● **EXERCISE**
Rewrite the text of the entries below with every "rough mask" changed to "coarse mask" and nothing else altered. Leave the pictures out of your answer.

● **DATA RECORDS**
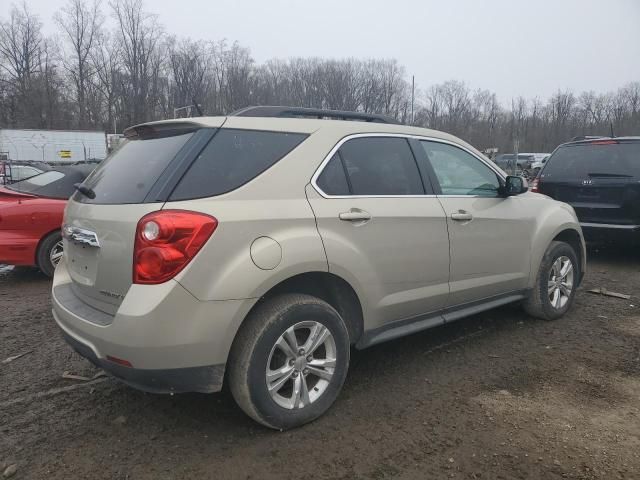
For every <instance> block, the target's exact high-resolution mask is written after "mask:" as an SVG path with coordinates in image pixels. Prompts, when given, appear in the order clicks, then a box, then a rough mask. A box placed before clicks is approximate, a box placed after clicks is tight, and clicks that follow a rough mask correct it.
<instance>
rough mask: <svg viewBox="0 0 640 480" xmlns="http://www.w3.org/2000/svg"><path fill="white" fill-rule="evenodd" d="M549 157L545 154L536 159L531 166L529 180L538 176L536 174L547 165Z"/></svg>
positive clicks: (545, 153)
mask: <svg viewBox="0 0 640 480" xmlns="http://www.w3.org/2000/svg"><path fill="white" fill-rule="evenodd" d="M550 156H551V154H550V153H545V154H542V156H540V157H537V159H536V160H535V161H534V162H533V163H532V164H531V175H530V177H529V178H532V179H533V178H535V177H537V176H538V173H540V170H542V167H544V164H545V163H547V160H548V159H549V157H550Z"/></svg>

● **ANSWER**
For every <instance> block, the target's exact high-resolution mask is written after "mask:" as an SVG path with coordinates in image pixels. Prompts, when given, appear in the order clicks, then a box, then a coarse mask. A box placed before clicks is approximate, a box placed after clicks is tight, and clicks that follow a coarse mask correct it.
<instance>
coarse mask: <svg viewBox="0 0 640 480" xmlns="http://www.w3.org/2000/svg"><path fill="white" fill-rule="evenodd" d="M549 157L545 154L536 159L531 166L529 180L538 176L536 174L547 165Z"/></svg>
positive clicks: (545, 153)
mask: <svg viewBox="0 0 640 480" xmlns="http://www.w3.org/2000/svg"><path fill="white" fill-rule="evenodd" d="M550 156H551V154H550V153H545V154H542V156H540V157H537V159H536V160H535V161H534V162H533V163H532V164H531V175H530V177H529V178H532V179H533V178H535V177H537V176H538V173H540V170H542V167H544V164H545V163H547V160H548V159H549V157H550Z"/></svg>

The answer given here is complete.